— Passage —
══════════
WebQSP is a dataset that is based off of a subset of the Freebase Knowledge Graph, which is an open-source knowledge graph formerly maintained by Google. For each question-answer pair in the dataset, a subgraph was chosen based on a Semantic SPARQL search on the larger knowledge graph, to provide relevent context on finding the answer. So each entry in the dataset consists of:
- A question to be answered
- The answer
- A knowledge graph subgraph of Freebase that has the context needed to answer the question.

In [2]:
ds.raw_dataset

Dataset({
    features: ['id', 'question', 'answer', 'q_entity', 'a_entity', 'graph', 'choices'],
    num_rows: 100
})

In [3]:
ds.raw_dataset[0]

{'id': 'WebQTrn-0',
 'question': 'what is the name of justin bieber brother',
 'answer': ['Jaxon Bieber'],
 'q_entity': ['Justin Bieber'],
 'a_entity': ['Jaxon Bieber'],
 'graph': [['P!nk', 'freebase.valuenotation.is_reviewed', 'Gender'],
  ['1Club.FM: Power', 'broadcast.content.artist', 'P!nk'],
  ['Somebody to Love', 'music.recording.contributions', 'm.0rqp4h0'],
  ['Rudolph Valentino',
   'freebase.valuenotation.is_reviewed',
   'Place of birth'],
  ['Ice Cube', 'broadcast.artist.content', '.977 The Hits Channel'],
  ['Colbie Caillat', 'broadcast.artist.content', 'Hot Wired Radio'],
  ['Stephen Melton', 'people.person.nationality', 'United States of America'],
  ['Record producer',
   'music.performance_role.regular_performances',
   'm.012m1vf1'],
  ['Justin Bieber', 'award.award_winner.awards_won', 'm.0yrkc0l'],
  ['1.FM Top 40', 'broadcast.content.artist', 'Geri Halliwell'],
  ['2011 Teen Choice Awards',
   'award.award_ceremony.awards_presented',
   'm.0yrkr34'],
  ['m.012bm2v1'

Although this dataset can be trained on as-is, a couple problems emerge from doing so:
1. A retrieval algorithm needs to be implemented and executed during inference time, that might not appropriately correspond to the algorithm that was used to generate the dataset subgraphs.
══════════
— Excerpted data —
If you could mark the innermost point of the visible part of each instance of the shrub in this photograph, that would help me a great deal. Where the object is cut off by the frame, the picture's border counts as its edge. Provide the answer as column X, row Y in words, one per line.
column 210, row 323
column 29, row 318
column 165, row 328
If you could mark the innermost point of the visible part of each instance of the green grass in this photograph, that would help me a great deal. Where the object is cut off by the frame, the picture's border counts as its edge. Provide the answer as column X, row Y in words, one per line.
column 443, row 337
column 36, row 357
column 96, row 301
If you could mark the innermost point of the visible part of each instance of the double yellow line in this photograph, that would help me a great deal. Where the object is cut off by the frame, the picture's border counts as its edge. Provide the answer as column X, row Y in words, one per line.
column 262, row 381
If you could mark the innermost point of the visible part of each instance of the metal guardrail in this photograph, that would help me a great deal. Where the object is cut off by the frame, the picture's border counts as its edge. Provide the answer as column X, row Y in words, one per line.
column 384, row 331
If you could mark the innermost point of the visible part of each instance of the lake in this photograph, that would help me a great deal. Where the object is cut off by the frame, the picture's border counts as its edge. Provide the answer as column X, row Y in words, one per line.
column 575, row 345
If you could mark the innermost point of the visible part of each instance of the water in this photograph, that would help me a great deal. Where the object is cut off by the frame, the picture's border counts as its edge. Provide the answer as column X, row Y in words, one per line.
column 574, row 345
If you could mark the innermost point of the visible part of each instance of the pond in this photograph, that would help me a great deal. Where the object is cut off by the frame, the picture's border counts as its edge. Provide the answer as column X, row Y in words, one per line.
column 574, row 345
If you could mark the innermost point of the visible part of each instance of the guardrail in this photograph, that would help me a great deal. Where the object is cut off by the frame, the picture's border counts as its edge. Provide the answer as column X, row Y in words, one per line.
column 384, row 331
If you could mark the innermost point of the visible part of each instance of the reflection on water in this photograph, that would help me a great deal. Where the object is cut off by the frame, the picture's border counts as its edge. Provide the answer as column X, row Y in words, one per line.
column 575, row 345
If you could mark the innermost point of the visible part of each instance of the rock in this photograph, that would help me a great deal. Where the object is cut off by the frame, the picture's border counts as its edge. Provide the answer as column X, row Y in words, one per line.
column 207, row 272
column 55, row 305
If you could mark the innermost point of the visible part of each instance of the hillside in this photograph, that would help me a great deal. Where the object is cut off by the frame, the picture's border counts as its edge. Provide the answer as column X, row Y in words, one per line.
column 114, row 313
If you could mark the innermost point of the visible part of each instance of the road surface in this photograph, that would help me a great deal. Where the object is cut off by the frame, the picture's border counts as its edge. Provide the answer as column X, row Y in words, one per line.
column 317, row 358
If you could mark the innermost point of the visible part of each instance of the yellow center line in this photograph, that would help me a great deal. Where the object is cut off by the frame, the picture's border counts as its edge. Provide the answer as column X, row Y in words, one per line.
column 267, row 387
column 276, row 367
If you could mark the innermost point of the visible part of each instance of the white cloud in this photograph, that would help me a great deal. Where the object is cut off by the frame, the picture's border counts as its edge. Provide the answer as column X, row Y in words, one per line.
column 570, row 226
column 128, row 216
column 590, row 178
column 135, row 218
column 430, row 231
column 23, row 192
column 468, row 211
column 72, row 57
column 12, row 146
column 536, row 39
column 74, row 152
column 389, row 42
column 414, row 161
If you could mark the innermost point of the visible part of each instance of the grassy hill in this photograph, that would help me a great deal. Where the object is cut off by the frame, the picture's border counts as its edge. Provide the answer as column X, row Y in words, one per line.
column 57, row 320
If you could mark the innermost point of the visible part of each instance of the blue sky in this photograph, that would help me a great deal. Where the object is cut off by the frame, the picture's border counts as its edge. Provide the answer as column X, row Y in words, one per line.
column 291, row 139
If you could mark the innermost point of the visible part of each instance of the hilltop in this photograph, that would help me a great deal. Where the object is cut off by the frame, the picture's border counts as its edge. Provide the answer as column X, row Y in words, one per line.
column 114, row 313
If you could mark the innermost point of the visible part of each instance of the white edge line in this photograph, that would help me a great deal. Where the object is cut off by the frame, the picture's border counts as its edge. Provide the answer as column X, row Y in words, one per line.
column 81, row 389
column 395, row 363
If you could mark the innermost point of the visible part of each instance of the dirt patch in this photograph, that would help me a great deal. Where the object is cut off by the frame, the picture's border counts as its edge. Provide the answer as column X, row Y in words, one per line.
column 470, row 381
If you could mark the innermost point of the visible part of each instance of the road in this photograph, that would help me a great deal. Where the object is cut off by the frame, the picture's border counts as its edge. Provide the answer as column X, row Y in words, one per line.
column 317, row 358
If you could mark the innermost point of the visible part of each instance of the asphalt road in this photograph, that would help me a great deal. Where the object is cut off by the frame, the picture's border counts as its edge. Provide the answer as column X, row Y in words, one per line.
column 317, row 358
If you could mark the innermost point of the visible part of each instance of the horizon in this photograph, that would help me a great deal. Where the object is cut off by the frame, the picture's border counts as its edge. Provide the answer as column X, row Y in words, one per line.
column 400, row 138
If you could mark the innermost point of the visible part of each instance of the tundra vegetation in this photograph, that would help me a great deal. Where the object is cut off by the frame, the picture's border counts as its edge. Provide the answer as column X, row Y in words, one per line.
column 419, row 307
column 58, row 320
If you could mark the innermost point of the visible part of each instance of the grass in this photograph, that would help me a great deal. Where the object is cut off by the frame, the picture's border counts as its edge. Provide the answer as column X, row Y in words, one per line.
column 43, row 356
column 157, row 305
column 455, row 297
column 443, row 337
══════════
— Objectives —
a – According to the WebQSP passage, who formerly maintained the Freebase Knowledge Graph?
b – Echo the part of the entries that opens with their first line and closes with the line containing "column 165, row 328", keeping every word unchanged.
The WebQSP passage and the entries are separate, unrelated material.

— The solutions —
a – Google

b –
If you could mark the innermost point of the visible part of each instance of the shrub in this photograph, that would help me a great deal. Where the object is cut off by the frame, the picture's border counts as its edge. Provide the answer as column X, row Y in words, one per line.
column 210, row 323
column 29, row 318
column 165, row 328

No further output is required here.